| What is expected |
Please arrange every line of the records below as a Markdown table with two columns, Row and Line, numbering the rows in order and leaving out any blank lines.

| Position annotation records |
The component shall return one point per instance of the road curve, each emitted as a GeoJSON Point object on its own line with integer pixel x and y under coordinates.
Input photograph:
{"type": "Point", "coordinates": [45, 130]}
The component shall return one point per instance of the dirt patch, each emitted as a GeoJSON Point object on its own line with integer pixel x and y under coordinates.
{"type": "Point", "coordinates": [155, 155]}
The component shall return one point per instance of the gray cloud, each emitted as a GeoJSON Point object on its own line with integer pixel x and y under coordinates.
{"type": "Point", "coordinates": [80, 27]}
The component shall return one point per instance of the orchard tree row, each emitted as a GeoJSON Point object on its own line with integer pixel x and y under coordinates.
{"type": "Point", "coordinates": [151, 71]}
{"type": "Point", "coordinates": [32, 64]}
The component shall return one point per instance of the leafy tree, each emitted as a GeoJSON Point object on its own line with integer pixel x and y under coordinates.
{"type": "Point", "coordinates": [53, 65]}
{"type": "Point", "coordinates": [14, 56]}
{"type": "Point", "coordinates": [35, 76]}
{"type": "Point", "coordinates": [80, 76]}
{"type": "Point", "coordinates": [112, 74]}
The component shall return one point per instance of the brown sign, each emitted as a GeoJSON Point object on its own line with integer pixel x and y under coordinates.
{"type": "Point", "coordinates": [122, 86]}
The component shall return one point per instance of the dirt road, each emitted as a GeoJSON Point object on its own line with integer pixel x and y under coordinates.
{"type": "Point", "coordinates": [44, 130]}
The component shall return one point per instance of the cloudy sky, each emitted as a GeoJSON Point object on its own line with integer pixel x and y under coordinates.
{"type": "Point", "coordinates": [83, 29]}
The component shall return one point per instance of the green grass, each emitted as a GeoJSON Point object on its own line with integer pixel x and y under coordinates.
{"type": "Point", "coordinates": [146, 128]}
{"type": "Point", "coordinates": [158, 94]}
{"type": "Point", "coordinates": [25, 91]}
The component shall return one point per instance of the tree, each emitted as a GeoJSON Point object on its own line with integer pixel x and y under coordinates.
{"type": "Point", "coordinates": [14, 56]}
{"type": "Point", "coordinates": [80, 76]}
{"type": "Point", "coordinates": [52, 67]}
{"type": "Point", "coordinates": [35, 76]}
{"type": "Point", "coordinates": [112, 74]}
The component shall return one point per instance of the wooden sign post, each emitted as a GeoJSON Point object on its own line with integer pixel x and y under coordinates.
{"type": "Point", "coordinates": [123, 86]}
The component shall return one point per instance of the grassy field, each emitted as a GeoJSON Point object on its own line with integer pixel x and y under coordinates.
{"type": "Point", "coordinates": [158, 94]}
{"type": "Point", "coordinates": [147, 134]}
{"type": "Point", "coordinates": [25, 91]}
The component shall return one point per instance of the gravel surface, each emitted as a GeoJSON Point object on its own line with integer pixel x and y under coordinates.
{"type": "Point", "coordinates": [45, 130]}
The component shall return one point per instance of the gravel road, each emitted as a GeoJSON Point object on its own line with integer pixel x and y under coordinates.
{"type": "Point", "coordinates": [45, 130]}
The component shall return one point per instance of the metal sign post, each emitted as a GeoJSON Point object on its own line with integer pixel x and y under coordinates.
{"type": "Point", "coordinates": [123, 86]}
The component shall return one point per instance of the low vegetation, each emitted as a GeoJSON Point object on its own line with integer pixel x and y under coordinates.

| Complete output |
| Row | Line |
|---|---|
| 1 | The component shall return one point per instance of the road curve, each emitted as a GeoJSON Point object on its own line with integer pixel x and y under coordinates. |
| 2 | Input photograph: |
| 3 | {"type": "Point", "coordinates": [45, 130]} |
| 4 | The component shall return one point per instance of the dirt patch, each emitted as a GeoJSON Point object on its own line with integer pixel x and y under coordinates. |
| 5 | {"type": "Point", "coordinates": [155, 155]} |
| 6 | The component shall return one point per instance of the gray cloud, each emitted as a GeoJSON Point object on its own line with integer pixel x and y under coordinates. |
| 7 | {"type": "Point", "coordinates": [80, 27]} |
| 8 | The component shall return one point per instance of the orchard tree row, each emitted as a GeoJSON Point object on its own line with integer pixel x and y under coordinates. |
| 9 | {"type": "Point", "coordinates": [151, 71]} |
| 10 | {"type": "Point", "coordinates": [32, 64]} |
| 11 | The component shall return one point per instance of the leafy tree, each emitted as a GeoJSON Point object on its own line with integer pixel x and y under coordinates. |
| 12 | {"type": "Point", "coordinates": [53, 65]} |
| 13 | {"type": "Point", "coordinates": [14, 56]} |
| 14 | {"type": "Point", "coordinates": [35, 76]} |
| 15 | {"type": "Point", "coordinates": [80, 76]} |
| 16 | {"type": "Point", "coordinates": [112, 74]} |
| 17 | The component shall return one point per instance of the brown sign, each emitted as a GeoJSON Point object on its own line with integer pixel x and y under coordinates. |
| 18 | {"type": "Point", "coordinates": [122, 86]} |
| 19 | The component shall return one point per instance of the dirt road, each emitted as a GeoJSON Point object on its own line with integer pixel x and y under coordinates. |
| 20 | {"type": "Point", "coordinates": [44, 130]} |
| 21 | The component shall return one point per instance of the cloudy sky, each emitted as a GeoJSON Point object on its own line with integer pixel x and y under coordinates. |
| 22 | {"type": "Point", "coordinates": [83, 29]} |
| 23 | The component shall return one point per instance of the green grass, each emitted as a GeoJSON Point object on its own line with integer pixel x and y under coordinates. |
| 24 | {"type": "Point", "coordinates": [146, 128]} |
| 25 | {"type": "Point", "coordinates": [158, 94]} |
| 26 | {"type": "Point", "coordinates": [25, 91]} |
| 27 | The component shall return one point per instance of the tree, each emitted as a GeoJSON Point object on its own line with integer pixel x and y under coordinates. |
| 28 | {"type": "Point", "coordinates": [14, 56]} |
| 29 | {"type": "Point", "coordinates": [80, 76]} |
| 30 | {"type": "Point", "coordinates": [52, 67]} |
| 31 | {"type": "Point", "coordinates": [35, 76]} |
| 32 | {"type": "Point", "coordinates": [112, 74]} |
| 33 | The component shall return one point per instance of the wooden sign post, each emitted as a GeoJSON Point object on its own line with integer pixel x and y under coordinates. |
| 34 | {"type": "Point", "coordinates": [123, 86]} |
| 35 | The component shall return one point per instance of the grassy field, each emitted as a GeoJSON Point object on its own line with integer pixel x and y under coordinates. |
| 36 | {"type": "Point", "coordinates": [158, 94]} |
| 37 | {"type": "Point", "coordinates": [147, 134]} |
| 38 | {"type": "Point", "coordinates": [25, 91]} |
| 39 | The component shall return one point per instance of the gravel surface, each emitted as a GeoJSON Point object on its own line with integer pixel x and y under coordinates. |
| 40 | {"type": "Point", "coordinates": [45, 130]} |
| 41 | The component shall return one point per instance of the gravel road, each emitted as a GeoJSON Point object on its own line with integer pixel x and y under coordinates. |
| 42 | {"type": "Point", "coordinates": [45, 130]} |
| 43 | The component shall return one point per instance of the metal sign post, each emitted as a GeoJSON Point object on its own line with integer pixel x and y under coordinates. |
| 44 | {"type": "Point", "coordinates": [123, 86]} |
| 45 | The component shall return one point per instance of the low vegetation, each emitted as a GeoJSON Point object on its own line with integer pixel x and y under coordinates. |